··· Extracted text

Archive for circumcision

A Cut Below

Posted in Biographical with tags , , , , on July 23, 2012 by telescoper

This morning, sitting in the garden catching up on the weekend’s newspapers, I found an opinion piece in yesterday’s Observer about male circumcision. This of course stems from a story that broke a few weeks ago about a court in Germany ruling that the circumcision of male children constitutes “bodily harm” and is consequently in breach of their human rights.  Since this procedure is traditional practice in some religious groups, including Jews and Muslims, there has been a predictable outcry that the court ruling violates their right to religious freedom.

At the risk of causing discomfort among (especially male) readers of this blog I thought I’d comment on this issue from a personal perspective. I’m not going to go into the ethical question, actually. I can certainly see the argument that an infant is unable to give consent and there must be limits to what parents can do to their children in the name of religion.

······

Could you continue the blog post about circumcision, starting right after its last sentence?

··· Data for analysis

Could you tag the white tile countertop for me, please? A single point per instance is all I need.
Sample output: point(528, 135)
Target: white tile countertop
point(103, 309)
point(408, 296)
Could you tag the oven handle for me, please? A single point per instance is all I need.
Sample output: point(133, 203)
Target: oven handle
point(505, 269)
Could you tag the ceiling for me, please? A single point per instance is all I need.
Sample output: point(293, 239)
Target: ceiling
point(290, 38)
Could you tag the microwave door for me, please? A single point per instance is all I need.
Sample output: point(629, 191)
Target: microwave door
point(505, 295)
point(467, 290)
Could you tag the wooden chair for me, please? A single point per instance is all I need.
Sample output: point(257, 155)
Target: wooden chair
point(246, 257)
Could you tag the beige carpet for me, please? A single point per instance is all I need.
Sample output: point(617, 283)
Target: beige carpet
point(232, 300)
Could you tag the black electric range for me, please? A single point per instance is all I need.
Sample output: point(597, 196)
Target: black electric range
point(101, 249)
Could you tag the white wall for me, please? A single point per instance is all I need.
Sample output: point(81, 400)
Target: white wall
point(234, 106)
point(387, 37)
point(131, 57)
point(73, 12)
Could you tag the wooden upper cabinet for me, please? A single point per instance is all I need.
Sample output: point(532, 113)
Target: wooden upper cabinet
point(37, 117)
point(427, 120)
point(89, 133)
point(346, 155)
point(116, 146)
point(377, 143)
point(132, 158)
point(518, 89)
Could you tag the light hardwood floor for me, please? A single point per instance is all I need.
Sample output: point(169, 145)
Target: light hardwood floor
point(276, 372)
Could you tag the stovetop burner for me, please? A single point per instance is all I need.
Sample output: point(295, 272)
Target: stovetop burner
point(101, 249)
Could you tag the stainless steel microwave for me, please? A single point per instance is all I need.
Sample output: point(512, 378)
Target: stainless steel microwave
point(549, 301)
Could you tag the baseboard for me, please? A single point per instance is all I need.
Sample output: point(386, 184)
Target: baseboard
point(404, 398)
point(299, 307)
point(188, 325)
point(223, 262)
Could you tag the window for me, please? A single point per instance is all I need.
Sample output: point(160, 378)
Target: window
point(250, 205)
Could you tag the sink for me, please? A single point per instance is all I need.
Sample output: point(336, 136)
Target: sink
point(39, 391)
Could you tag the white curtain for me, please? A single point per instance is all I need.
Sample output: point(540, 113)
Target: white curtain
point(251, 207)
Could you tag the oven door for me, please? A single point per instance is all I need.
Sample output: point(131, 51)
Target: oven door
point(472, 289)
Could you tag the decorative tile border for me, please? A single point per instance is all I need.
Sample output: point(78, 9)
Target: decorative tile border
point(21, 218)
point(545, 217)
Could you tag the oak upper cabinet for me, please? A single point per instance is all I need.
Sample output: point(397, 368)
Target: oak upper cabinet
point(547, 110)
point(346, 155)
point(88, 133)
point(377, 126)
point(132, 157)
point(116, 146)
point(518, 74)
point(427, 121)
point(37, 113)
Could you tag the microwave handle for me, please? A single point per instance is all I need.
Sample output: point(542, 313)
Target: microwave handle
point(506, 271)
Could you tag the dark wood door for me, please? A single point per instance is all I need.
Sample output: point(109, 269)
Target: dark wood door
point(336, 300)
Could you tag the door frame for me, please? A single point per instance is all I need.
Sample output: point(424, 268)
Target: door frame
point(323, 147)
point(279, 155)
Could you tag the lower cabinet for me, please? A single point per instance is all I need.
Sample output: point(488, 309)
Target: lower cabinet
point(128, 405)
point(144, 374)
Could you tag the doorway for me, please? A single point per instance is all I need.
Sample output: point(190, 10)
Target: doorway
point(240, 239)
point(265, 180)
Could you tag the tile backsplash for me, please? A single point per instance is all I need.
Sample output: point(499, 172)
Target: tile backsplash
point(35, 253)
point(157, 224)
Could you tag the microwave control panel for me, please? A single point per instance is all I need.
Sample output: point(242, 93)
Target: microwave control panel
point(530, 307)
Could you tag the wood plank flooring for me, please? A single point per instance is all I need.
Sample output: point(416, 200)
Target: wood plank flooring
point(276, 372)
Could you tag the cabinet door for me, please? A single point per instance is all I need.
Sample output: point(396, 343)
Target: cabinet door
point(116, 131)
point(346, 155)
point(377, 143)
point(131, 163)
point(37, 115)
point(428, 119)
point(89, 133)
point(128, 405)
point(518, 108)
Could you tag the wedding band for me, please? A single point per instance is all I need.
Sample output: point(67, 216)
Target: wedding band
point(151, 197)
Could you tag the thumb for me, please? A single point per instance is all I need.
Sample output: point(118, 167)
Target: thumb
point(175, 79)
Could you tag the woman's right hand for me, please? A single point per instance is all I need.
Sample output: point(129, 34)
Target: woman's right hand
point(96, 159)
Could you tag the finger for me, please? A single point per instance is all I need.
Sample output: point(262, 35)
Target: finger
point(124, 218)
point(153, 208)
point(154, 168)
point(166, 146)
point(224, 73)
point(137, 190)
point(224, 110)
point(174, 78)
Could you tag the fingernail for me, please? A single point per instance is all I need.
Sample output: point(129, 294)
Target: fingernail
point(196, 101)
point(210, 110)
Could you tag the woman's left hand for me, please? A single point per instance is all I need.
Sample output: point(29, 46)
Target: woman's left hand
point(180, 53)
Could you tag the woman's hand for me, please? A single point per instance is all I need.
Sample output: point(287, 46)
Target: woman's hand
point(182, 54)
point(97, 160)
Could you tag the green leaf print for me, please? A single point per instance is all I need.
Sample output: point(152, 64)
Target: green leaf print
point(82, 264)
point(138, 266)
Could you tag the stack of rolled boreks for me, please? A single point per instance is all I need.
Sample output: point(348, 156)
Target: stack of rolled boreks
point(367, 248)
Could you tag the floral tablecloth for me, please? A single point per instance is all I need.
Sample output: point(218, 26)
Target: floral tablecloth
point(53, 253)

······

**Result**
I will however, state parenthetically that one thing that does puzzle me is the court’s statement that being circumcised as an infant interferes with a person’s right to determine their religion later in life. Huh? That’s a non sequitur because there’s nothing to stop a circumcized man becoming a Christian. Is there?

Anyway, in the modern world female genital mutilation is rightly regarded as abhorrent, so why should male circumcision be any different?

But there is an angle to this story that most commenters have ignored, and that is that not all male circumcisions are carried out because of religious or other traditions. You’ll probably all think this is too much information to write on a blog, but I myself was circumcised, not as an infant, but as a young boy of seven or eight. I’m neither Jewish nor Muslim nor anything else in particular when it comes to religious belief. I won’t go into the reasons I had it done, but they were entirely medical. Anyway, I’m not in the slightest bit embarrassed to be a Roundhead rather than a Cavalier. In fact, I like my willy just like it is.

Don’t worry. I’m not going to show you a picture.

Being gay, and therefore having more than a passing interest in such issues, I’d also say that a “cut” penis is arguably more attractive and certainly more hygienic compared to the “uncut” variety. I guess my aesthetic judgement is influenced by the fact that that’s what my todger is like, but I know plenty of other men and women who prefer their partners that way too. At any rate the operation certainly doesn’t impair sexual function in any way, and possibly even improves it. At least in that respect it’s very different from female circumcision.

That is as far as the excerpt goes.